§ Aufgaben zur Übung:
a) Welche Pyramide ist laut dem Ausgangstext die größte der drei großen Pyramiden von Gizeh?
b) Geben Sie den Abschnitt des Ausgangstextes von „Lagen diese bis“ bis einschließlich „von Kairo voraus.“ wortgetreu wieder.

§ Ausgangstext:
Manche Geschichten machen auf einer Nil-Kreuzfahrt die Runde. Etwa, dass wehrlose Touristinnen erst wieder von den Tieren herunterkamen, nachdem sie horrende dreistellige Euro-Summen berappt hatten. So bleiben den Kamel-Eigentümern Einnahmen und den Fremden unvergessliche Bilder verwehrt, mit Kamel im Vordergrund und genialen Pyramiden-Bauten dahinter.

Lagen diese bis vor Kurzem noch fünf Kilometer von Kairo entfernt, rückt die Zehn-Millionen-Metropole zusehends an die Cheops-Pyramide heran. Letztere ist die größte der drei großen Pyramiden von Gizeh und der insgesamt 118 Pyramiden in Ägypten. Mittlerweile existieren schon Hotels, von denen aus man dieses Weltwunder der Antike sehen kann. „Und bald stehen die Monumente in der Stadt“, ahnt Alim die weitere Ausdehnung von Kairo voraus.

§ Gesammeltes Material:
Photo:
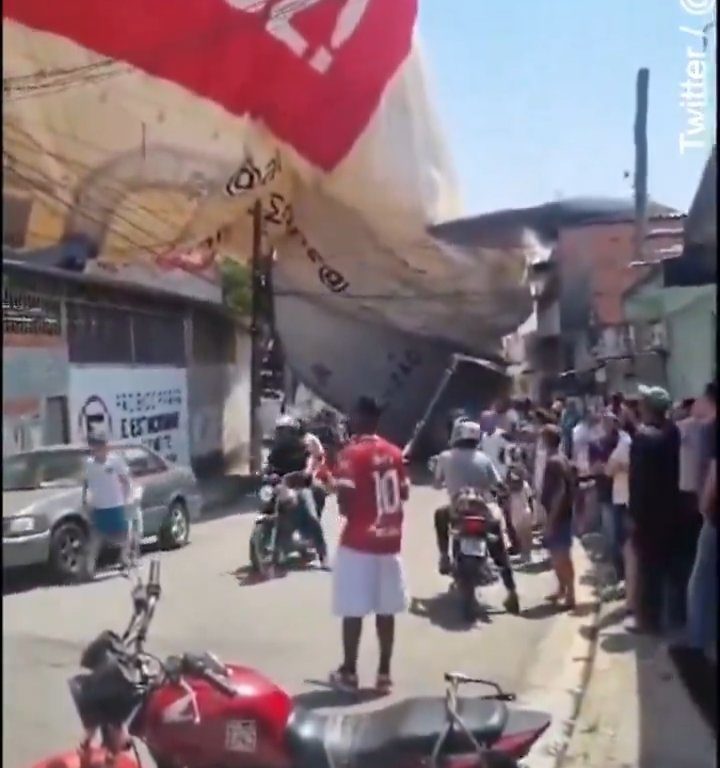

§ Lösungen der Aufgaben:
a) Die Cheops-Pyramide.

b)
Lagen diese bis vor Kurzem noch fünf Kilometer von Kairo entfernt, rückt die Zehn-Millionen-Metropole zusehends an die Cheops-Pyramide heran. Letztere ist die größte der drei großen Pyramiden von Gizeh und der insgesamt 118 Pyramiden in Ägypten. Mittlerweile existieren schon Hotels, von denen aus man dieses Weltwunder der Antike sehen kann. „Und bald stehen die Monumente in der Stadt“, ahnt Alim die weitere Ausdehnung von Kairo voraus.